Please update the rows below, putting "upper-left corner" wherever "top-left corner" appears and keeping everything else the same. Leave the pictures out of your answer.
········
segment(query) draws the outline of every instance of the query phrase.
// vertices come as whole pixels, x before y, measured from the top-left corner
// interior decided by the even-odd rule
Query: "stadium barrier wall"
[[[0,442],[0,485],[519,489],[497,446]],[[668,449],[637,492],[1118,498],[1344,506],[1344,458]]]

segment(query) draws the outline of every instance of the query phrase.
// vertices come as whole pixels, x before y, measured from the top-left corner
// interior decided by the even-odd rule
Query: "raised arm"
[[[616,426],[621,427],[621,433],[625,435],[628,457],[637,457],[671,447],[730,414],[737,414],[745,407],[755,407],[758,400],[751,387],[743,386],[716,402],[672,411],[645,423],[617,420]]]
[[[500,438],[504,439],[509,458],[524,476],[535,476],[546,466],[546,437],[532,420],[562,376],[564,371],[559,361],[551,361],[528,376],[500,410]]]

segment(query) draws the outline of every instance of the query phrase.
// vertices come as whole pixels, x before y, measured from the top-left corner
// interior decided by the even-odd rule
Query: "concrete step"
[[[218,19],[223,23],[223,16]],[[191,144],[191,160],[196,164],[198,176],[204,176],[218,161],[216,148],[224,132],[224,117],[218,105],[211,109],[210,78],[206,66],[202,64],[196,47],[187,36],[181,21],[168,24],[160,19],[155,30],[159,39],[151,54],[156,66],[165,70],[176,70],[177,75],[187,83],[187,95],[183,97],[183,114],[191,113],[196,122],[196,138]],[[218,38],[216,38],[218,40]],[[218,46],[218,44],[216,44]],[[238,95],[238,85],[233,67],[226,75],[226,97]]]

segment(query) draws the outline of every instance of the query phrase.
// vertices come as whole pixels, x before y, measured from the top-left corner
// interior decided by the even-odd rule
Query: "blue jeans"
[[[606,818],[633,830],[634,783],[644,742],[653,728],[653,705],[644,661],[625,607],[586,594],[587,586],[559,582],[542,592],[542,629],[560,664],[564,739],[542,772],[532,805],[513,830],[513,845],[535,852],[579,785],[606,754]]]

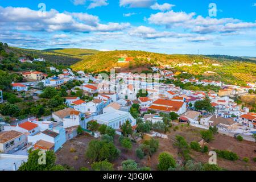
········
FINISHED ANSWER
segment(query) draws the outline of every instance of the query phrase.
// vertices come as whole pixels, x before y, measured from the upper-left corner
// interior decided by the even-odd rule
Query: "stadium barrier wall"
[[[0,442],[0,485],[519,489],[497,446]],[[668,449],[637,492],[1118,498],[1344,506],[1344,458]]]

segment(query) draws the outline of every instance of the query phrase.
// vertices come as whole pixels, x before y, measured from the upper-left corner
// interior decided by the even-odd rule
Query: "raised arm"
[[[616,426],[621,427],[621,433],[625,435],[628,457],[637,457],[671,447],[730,414],[737,414],[745,407],[755,407],[758,400],[751,387],[743,386],[716,402],[672,411],[645,423],[617,420]]]
[[[500,438],[504,439],[509,458],[524,476],[535,476],[546,466],[546,437],[532,420],[562,376],[564,371],[559,361],[551,361],[528,376],[500,410]]]

segment(query) draws the outline of every instance of the query phrase.
// vertices come as whole pixels, x before y, measured from the upper-left corner
// interior decided by the even-odd rule
Query: "concrete step"
[[[218,19],[223,23],[223,16]],[[191,144],[191,160],[196,164],[198,176],[204,176],[218,161],[216,148],[224,132],[224,117],[218,105],[211,109],[210,78],[206,66],[202,64],[196,47],[187,36],[181,21],[168,24],[160,19],[155,30],[159,39],[151,54],[156,66],[165,70],[176,70],[177,75],[187,83],[187,95],[183,97],[183,114],[191,113],[196,122],[196,138]],[[218,38],[216,38],[218,40]],[[218,46],[218,44],[216,44]],[[238,95],[238,85],[233,67],[226,75],[226,97]]]

segment(query) draws the outline of every instance of the query phrase.
// vertices come as whole pixels, x before y, measured from the upper-left corner
// interior decided by the even-odd rule
Query: "blue jeans"
[[[606,818],[633,830],[634,783],[644,742],[653,728],[653,705],[644,661],[625,607],[586,594],[587,586],[559,582],[542,592],[542,629],[560,664],[564,739],[542,772],[532,805],[513,830],[513,845],[535,852],[579,785],[606,754]]]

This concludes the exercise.